▶ Instructions for the task:
Return each line of the records holding the string "woman".

▶ Provided data:
________

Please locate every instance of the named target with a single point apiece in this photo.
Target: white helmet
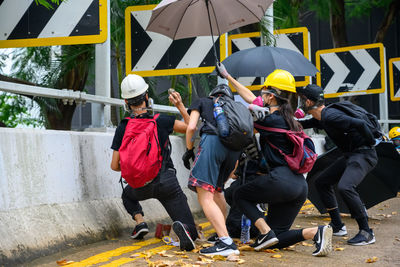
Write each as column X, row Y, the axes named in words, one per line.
column 133, row 85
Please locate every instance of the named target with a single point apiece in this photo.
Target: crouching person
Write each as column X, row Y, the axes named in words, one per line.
column 142, row 153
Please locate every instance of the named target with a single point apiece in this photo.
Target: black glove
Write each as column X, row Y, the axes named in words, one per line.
column 189, row 154
column 221, row 70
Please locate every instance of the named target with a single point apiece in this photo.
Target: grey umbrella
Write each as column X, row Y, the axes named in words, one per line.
column 180, row 19
column 263, row 60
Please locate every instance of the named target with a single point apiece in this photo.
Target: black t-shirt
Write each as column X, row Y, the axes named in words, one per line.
column 272, row 155
column 346, row 132
column 165, row 126
column 205, row 106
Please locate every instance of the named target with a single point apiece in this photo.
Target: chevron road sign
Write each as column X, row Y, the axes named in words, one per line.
column 25, row 23
column 296, row 39
column 153, row 54
column 351, row 70
column 394, row 78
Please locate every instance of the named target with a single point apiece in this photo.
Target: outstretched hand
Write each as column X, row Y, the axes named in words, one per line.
column 221, row 70
column 175, row 98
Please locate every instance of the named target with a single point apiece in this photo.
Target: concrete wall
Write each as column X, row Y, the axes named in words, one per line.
column 57, row 189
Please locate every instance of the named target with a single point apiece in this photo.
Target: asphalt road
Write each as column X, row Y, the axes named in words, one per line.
column 384, row 219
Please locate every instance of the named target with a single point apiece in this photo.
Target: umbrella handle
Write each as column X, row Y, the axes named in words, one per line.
column 212, row 36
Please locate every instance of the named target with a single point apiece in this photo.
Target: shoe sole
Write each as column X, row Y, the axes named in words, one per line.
column 185, row 241
column 363, row 243
column 224, row 253
column 326, row 243
column 267, row 244
column 140, row 234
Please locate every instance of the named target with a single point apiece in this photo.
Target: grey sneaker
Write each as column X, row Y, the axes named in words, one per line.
column 323, row 241
column 362, row 238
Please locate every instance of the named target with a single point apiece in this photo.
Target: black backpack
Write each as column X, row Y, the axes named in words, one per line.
column 240, row 123
column 358, row 112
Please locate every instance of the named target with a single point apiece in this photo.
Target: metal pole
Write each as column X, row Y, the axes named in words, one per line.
column 101, row 114
column 383, row 100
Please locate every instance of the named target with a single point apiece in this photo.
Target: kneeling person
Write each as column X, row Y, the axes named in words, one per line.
column 164, row 186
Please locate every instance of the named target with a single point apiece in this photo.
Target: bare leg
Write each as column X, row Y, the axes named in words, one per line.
column 139, row 218
column 221, row 202
column 212, row 211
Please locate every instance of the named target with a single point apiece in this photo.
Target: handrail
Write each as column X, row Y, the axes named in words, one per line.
column 69, row 96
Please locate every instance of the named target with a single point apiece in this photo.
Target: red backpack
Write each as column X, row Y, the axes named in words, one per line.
column 303, row 157
column 140, row 152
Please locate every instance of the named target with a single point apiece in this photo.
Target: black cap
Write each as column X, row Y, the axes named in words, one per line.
column 312, row 92
column 222, row 89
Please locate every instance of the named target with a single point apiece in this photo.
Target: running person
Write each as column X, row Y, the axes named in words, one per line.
column 211, row 168
column 284, row 190
column 353, row 137
column 165, row 186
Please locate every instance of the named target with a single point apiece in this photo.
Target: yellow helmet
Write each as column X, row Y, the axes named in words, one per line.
column 282, row 80
column 394, row 132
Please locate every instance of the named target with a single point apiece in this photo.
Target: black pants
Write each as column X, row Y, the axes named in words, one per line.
column 285, row 193
column 166, row 189
column 347, row 172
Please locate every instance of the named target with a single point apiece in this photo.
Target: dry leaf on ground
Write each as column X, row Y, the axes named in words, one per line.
column 371, row 260
column 64, row 262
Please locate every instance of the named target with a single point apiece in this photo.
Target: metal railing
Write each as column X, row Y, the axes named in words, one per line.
column 70, row 96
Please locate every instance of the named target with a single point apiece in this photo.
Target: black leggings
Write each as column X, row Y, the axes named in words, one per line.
column 347, row 172
column 167, row 190
column 285, row 193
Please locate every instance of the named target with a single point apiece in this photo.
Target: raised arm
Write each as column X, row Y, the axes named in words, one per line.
column 244, row 92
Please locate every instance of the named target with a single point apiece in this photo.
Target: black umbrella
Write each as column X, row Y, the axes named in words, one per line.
column 263, row 60
column 380, row 184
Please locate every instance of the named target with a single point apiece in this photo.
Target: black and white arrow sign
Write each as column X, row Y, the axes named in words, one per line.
column 394, row 78
column 25, row 23
column 153, row 54
column 351, row 70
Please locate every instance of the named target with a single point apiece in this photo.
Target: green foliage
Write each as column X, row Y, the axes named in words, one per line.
column 14, row 110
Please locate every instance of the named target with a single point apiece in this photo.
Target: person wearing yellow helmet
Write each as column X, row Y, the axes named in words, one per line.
column 394, row 136
column 284, row 190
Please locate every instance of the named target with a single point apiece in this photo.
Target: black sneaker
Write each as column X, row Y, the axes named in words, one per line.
column 362, row 238
column 220, row 248
column 140, row 231
column 265, row 241
column 185, row 241
column 339, row 231
column 323, row 241
column 212, row 239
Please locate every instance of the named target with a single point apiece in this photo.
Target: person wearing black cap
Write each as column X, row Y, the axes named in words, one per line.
column 353, row 137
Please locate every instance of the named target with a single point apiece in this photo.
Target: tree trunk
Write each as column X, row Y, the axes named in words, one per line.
column 390, row 15
column 338, row 23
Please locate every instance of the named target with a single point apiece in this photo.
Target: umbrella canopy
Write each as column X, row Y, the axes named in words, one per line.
column 263, row 60
column 380, row 184
column 180, row 19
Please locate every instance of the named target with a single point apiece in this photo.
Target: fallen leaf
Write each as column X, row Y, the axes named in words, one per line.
column 245, row 248
column 218, row 258
column 64, row 262
column 164, row 254
column 306, row 244
column 371, row 260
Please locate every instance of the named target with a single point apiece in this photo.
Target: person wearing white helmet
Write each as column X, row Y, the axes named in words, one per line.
column 164, row 186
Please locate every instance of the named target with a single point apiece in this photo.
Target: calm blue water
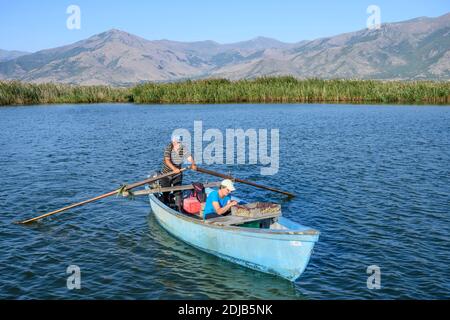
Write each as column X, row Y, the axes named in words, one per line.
column 375, row 180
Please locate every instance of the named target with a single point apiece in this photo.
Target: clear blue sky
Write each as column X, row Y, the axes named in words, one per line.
column 34, row 25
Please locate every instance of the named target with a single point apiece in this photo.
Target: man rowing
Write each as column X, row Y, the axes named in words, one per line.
column 174, row 155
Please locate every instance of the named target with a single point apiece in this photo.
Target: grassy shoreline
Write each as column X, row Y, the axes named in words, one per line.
column 260, row 90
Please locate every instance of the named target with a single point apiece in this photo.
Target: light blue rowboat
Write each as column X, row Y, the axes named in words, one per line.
column 284, row 249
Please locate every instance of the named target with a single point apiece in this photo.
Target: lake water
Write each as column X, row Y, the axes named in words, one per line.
column 375, row 180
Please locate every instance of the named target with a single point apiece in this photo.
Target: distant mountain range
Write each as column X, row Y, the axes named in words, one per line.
column 414, row 49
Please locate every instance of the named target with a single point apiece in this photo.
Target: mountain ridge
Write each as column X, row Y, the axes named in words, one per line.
column 415, row 49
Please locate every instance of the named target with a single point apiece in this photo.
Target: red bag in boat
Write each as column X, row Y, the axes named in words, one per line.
column 191, row 205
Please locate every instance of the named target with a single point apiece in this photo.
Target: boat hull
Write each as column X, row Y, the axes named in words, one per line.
column 285, row 253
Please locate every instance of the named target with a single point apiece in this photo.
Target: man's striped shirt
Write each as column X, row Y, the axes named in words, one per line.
column 177, row 157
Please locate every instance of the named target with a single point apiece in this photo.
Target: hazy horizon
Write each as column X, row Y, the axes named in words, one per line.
column 39, row 26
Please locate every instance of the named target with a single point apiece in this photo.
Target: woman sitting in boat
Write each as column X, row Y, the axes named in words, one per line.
column 219, row 201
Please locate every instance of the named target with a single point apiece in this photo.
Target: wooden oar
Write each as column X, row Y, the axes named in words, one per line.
column 123, row 189
column 168, row 189
column 224, row 176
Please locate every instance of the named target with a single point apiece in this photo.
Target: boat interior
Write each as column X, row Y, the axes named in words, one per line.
column 268, row 221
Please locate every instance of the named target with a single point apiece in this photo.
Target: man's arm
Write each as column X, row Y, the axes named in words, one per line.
column 169, row 163
column 191, row 160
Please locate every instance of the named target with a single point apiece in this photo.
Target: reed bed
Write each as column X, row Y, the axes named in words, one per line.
column 19, row 93
column 260, row 90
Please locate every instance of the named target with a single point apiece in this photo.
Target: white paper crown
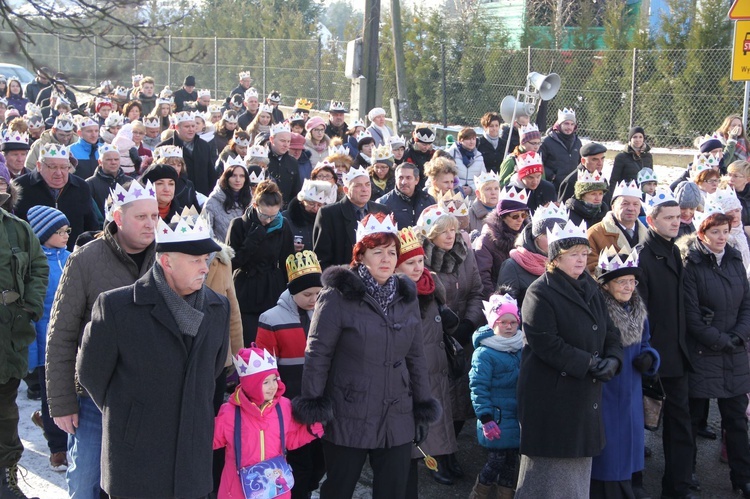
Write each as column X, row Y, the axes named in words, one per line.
column 354, row 173
column 50, row 150
column 510, row 193
column 318, row 191
column 338, row 150
column 105, row 148
column 661, row 196
column 256, row 363
column 134, row 192
column 646, row 175
column 371, row 225
column 625, row 188
column 610, row 259
column 569, row 231
column 486, row 176
column 64, row 122
column 550, row 211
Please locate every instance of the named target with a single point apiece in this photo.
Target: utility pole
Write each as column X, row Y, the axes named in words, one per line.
column 370, row 52
column 398, row 52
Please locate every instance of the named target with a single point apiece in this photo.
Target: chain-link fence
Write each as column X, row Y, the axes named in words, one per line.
column 675, row 95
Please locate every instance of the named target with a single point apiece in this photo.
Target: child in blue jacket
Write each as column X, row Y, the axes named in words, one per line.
column 493, row 377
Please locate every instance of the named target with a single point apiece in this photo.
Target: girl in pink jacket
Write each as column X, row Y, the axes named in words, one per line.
column 258, row 394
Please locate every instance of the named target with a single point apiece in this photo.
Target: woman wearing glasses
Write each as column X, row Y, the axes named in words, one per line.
column 498, row 236
column 261, row 240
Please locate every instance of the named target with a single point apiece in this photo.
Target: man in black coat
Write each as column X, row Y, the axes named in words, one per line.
column 406, row 201
column 157, row 438
column 661, row 287
column 186, row 94
column 195, row 151
column 335, row 229
column 53, row 185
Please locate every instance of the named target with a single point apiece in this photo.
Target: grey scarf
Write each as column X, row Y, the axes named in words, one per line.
column 186, row 312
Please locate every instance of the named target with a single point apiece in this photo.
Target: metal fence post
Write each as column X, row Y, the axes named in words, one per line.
column 632, row 87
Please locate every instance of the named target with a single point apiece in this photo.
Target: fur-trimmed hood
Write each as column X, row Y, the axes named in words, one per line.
column 348, row 283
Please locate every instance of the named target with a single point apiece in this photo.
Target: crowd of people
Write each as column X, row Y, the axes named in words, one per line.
column 218, row 298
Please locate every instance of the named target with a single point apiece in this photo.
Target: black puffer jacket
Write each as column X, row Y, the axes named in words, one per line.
column 717, row 302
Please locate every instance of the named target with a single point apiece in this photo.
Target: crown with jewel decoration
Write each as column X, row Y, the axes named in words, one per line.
column 134, row 192
column 52, row 151
column 625, row 188
column 303, row 104
column 280, row 128
column 454, row 203
column 661, row 196
column 255, row 364
column 484, row 177
column 371, row 225
column 550, row 211
column 302, row 263
column 569, row 231
column 354, row 173
column 337, row 106
column 107, row 148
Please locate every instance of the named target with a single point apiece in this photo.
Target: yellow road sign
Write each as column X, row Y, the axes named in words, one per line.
column 741, row 51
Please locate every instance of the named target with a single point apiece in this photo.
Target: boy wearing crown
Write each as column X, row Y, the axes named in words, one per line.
column 156, row 437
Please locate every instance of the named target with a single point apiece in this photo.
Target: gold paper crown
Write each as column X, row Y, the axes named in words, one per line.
column 409, row 240
column 302, row 263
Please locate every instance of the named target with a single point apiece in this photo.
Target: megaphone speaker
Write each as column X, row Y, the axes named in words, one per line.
column 509, row 103
column 546, row 85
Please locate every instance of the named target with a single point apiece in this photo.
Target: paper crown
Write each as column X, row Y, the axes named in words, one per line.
column 64, row 123
column 297, row 117
column 229, row 117
column 318, row 191
column 625, row 188
column 135, row 192
column 569, row 231
column 454, row 203
column 106, row 148
column 499, row 305
column 661, row 196
column 151, row 122
column 584, row 176
column 255, row 364
column 50, row 150
column 303, row 104
column 280, row 128
column 302, row 263
column 381, row 153
column 164, row 152
column 646, row 175
column 337, row 106
column 610, row 260
column 354, row 173
column 332, row 150
column 551, row 211
column 510, row 193
column 371, row 225
column 396, row 141
column 84, row 121
column 257, row 151
column 409, row 240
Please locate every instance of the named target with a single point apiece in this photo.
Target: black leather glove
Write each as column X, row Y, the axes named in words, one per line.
column 420, row 433
column 605, row 369
column 643, row 362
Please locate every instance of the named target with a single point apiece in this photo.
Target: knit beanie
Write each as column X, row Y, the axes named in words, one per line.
column 45, row 221
column 688, row 195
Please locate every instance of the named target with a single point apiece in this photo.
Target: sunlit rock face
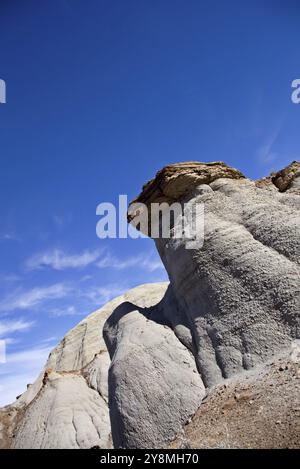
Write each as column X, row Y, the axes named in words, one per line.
column 67, row 406
column 218, row 344
column 236, row 294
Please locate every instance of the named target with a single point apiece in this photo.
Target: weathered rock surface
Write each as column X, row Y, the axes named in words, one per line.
column 67, row 407
column 154, row 385
column 256, row 409
column 217, row 339
column 238, row 294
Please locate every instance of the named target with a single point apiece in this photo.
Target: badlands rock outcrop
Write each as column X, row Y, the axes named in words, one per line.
column 218, row 347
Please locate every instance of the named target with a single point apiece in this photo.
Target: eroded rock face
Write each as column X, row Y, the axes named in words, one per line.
column 67, row 407
column 237, row 296
column 214, row 339
column 154, row 385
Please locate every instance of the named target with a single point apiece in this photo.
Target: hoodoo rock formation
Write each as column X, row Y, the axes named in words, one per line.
column 205, row 361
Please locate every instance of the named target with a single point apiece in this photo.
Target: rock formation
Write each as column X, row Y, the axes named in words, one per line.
column 209, row 347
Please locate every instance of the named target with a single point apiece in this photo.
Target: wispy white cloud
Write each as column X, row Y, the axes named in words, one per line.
column 266, row 152
column 9, row 237
column 69, row 310
column 144, row 262
column 101, row 295
column 9, row 327
column 34, row 297
column 21, row 368
column 59, row 260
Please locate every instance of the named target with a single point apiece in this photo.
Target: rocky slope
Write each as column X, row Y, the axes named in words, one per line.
column 202, row 347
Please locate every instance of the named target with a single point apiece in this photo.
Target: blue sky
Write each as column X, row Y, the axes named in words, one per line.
column 100, row 95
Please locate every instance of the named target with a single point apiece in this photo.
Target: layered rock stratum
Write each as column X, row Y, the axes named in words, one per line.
column 210, row 359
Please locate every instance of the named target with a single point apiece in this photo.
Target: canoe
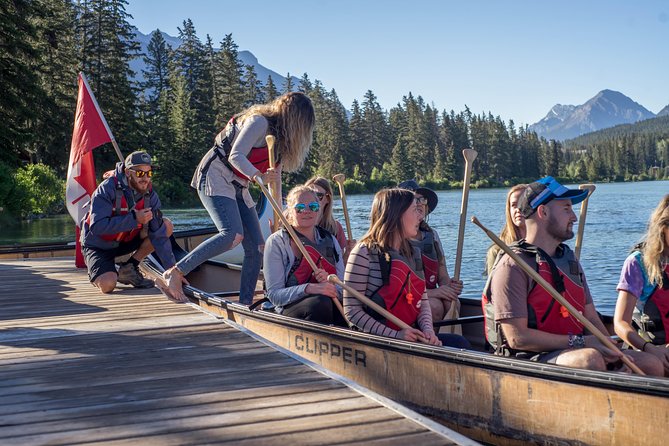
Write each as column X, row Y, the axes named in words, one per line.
column 488, row 398
column 188, row 239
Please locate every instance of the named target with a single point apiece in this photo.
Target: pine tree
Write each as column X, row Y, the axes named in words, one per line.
column 155, row 109
column 305, row 86
column 106, row 42
column 56, row 69
column 20, row 83
column 270, row 90
column 252, row 87
column 190, row 62
column 229, row 81
column 287, row 86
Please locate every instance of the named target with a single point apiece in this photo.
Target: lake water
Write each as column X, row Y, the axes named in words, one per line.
column 617, row 217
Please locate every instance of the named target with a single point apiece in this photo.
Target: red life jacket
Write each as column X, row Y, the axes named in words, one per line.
column 430, row 255
column 657, row 309
column 121, row 208
column 323, row 254
column 402, row 289
column 544, row 313
column 259, row 156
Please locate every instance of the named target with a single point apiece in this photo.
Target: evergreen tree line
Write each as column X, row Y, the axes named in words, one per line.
column 189, row 93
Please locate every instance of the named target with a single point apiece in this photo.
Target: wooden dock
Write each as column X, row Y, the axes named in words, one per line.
column 132, row 367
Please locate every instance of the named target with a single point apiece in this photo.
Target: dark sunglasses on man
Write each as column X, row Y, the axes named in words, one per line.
column 313, row 207
column 141, row 173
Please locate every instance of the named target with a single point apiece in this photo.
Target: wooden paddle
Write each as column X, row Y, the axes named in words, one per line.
column 339, row 179
column 581, row 218
column 454, row 310
column 293, row 235
column 557, row 296
column 470, row 156
column 371, row 304
column 275, row 189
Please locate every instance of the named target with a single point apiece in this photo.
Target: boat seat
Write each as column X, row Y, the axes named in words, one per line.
column 459, row 321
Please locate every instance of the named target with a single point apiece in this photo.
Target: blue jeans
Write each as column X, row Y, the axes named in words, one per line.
column 231, row 217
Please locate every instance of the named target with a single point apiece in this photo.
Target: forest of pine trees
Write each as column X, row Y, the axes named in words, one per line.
column 190, row 92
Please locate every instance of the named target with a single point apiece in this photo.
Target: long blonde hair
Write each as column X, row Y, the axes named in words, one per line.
column 510, row 232
column 327, row 220
column 292, row 120
column 292, row 198
column 385, row 224
column 654, row 244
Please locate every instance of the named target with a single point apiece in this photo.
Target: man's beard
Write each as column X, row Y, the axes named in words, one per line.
column 137, row 186
column 560, row 234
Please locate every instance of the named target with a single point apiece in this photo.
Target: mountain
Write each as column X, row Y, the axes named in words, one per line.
column 663, row 112
column 607, row 109
column 247, row 58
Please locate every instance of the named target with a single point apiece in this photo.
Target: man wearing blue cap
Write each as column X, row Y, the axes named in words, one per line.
column 125, row 218
column 522, row 319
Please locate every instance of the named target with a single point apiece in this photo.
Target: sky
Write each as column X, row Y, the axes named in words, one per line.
column 515, row 59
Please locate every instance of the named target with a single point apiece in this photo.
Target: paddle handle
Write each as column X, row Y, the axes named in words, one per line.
column 293, row 235
column 470, row 156
column 555, row 295
column 339, row 179
column 581, row 218
column 274, row 189
column 371, row 304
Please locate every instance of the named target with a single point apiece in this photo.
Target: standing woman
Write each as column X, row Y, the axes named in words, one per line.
column 643, row 290
column 223, row 175
column 514, row 226
column 383, row 267
column 324, row 193
column 292, row 287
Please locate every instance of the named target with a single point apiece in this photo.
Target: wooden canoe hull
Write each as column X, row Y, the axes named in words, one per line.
column 488, row 398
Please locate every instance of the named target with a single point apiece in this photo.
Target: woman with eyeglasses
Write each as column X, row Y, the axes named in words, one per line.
column 292, row 287
column 323, row 191
column 224, row 173
column 382, row 266
column 442, row 291
column 641, row 318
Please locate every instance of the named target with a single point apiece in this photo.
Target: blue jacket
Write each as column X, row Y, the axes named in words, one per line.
column 102, row 221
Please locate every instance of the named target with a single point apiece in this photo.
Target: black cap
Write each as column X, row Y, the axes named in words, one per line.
column 137, row 158
column 412, row 185
column 543, row 191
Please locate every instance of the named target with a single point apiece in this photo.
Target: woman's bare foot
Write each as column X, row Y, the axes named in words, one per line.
column 171, row 284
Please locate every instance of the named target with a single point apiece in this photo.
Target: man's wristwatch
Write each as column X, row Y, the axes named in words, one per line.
column 576, row 341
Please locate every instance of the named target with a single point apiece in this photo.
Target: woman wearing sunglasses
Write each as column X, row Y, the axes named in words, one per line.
column 223, row 175
column 383, row 266
column 323, row 191
column 292, row 287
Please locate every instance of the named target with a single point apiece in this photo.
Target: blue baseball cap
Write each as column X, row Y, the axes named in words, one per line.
column 543, row 191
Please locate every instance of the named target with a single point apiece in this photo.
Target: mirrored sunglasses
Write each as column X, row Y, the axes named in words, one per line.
column 141, row 173
column 313, row 207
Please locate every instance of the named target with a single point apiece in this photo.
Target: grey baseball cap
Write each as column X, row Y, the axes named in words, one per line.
column 137, row 158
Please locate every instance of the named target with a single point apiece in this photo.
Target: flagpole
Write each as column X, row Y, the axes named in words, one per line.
column 104, row 121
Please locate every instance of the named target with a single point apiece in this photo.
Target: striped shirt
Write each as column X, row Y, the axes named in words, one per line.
column 363, row 273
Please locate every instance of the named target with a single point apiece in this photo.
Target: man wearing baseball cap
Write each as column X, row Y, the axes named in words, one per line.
column 125, row 218
column 522, row 319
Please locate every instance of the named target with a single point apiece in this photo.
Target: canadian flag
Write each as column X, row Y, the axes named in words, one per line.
column 90, row 131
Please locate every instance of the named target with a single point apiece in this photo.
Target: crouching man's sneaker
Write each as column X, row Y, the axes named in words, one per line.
column 128, row 274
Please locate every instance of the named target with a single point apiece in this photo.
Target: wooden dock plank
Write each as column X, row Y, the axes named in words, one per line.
column 79, row 367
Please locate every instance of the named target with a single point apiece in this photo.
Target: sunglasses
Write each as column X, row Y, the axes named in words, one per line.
column 301, row 207
column 141, row 173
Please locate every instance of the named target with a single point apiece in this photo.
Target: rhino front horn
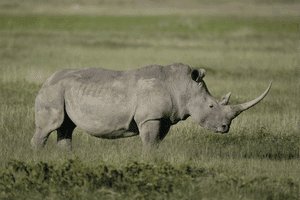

________

▶ Exercise response:
Target: woman sitting in boat
Target: woman wearing glasses
Target: standing woman
Target: woman with eyeglasses
Target: woman's bare foot
Target: woman wearing sunglasses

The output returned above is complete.